Information supplied:

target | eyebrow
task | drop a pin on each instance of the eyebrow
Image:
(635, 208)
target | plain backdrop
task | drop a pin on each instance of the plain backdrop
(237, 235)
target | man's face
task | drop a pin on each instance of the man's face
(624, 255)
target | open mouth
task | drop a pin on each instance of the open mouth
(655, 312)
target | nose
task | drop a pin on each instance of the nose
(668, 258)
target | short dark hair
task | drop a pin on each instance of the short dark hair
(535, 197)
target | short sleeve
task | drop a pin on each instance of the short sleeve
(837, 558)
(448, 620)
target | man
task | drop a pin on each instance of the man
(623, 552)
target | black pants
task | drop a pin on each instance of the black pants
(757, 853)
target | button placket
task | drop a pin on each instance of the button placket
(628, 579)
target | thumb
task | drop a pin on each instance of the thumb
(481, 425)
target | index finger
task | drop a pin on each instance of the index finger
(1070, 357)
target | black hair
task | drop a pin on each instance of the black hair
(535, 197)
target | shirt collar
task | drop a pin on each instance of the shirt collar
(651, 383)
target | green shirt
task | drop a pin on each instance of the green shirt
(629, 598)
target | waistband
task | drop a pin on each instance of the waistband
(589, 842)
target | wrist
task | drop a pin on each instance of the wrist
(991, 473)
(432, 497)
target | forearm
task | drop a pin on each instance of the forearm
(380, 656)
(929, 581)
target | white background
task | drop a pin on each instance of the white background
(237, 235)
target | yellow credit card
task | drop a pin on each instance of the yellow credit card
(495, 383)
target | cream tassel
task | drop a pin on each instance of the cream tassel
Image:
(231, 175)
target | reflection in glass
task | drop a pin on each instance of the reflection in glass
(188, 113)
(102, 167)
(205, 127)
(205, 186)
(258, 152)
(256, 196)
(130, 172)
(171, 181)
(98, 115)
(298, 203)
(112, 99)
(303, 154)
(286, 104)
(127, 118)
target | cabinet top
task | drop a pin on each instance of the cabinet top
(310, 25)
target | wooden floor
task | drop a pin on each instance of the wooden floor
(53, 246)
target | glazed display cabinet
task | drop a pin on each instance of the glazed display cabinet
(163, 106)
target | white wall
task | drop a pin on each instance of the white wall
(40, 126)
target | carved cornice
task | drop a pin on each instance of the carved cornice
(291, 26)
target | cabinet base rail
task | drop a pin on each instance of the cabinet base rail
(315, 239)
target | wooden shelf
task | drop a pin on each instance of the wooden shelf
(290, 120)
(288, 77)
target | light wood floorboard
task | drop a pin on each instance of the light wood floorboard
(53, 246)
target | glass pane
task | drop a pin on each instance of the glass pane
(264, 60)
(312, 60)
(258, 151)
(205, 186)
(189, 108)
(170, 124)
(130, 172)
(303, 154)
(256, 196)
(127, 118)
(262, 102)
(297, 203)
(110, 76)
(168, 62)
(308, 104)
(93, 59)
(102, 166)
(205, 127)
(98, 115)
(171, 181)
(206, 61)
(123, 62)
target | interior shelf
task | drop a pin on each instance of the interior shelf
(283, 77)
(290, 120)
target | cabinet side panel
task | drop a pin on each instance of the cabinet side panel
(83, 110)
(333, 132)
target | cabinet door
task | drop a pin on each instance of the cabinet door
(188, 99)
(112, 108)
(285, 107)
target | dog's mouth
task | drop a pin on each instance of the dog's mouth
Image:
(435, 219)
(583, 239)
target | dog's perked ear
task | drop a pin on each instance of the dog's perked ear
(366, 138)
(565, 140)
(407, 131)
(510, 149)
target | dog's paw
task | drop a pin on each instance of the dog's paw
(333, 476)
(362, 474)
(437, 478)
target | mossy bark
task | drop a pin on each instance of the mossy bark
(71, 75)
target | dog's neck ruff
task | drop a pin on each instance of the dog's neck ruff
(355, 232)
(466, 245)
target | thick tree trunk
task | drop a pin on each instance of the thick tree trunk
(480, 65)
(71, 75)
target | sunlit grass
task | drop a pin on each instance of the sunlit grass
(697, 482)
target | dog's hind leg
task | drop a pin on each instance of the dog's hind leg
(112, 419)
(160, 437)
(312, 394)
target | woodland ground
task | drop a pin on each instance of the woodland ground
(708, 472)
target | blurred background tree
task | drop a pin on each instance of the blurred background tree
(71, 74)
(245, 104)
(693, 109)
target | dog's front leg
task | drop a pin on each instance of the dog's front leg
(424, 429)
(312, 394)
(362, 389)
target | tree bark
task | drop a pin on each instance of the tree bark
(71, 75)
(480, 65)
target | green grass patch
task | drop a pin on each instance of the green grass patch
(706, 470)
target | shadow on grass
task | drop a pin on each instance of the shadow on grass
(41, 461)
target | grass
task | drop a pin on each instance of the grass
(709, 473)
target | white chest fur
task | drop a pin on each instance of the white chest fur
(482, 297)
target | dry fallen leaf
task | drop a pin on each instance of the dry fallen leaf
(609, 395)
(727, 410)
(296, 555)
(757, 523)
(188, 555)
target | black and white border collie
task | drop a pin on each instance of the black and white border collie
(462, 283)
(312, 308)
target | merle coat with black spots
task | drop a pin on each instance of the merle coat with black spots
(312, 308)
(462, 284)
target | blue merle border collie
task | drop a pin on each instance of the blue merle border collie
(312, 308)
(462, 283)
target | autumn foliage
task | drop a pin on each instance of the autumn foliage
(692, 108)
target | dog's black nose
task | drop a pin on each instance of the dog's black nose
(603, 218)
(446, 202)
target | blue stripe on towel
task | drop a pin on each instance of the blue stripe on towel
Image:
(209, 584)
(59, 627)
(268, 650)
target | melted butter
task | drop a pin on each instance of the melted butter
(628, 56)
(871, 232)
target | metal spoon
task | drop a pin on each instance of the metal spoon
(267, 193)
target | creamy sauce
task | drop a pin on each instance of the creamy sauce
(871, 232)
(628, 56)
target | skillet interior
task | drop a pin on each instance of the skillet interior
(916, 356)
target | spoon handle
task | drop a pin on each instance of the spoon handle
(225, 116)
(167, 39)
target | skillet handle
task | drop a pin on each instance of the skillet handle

Task objective: Rewrite every line from the one containing "target | spoon handle" down to the end of the material, and shift each number in the pin coordinates up by 63.

Response for this exercise:
target | spoon handle
task | drop a pin on each instance of the spoon handle
(288, 179)
(230, 102)
target | skillet handle
task | drop a pin on each instance of the skillet handle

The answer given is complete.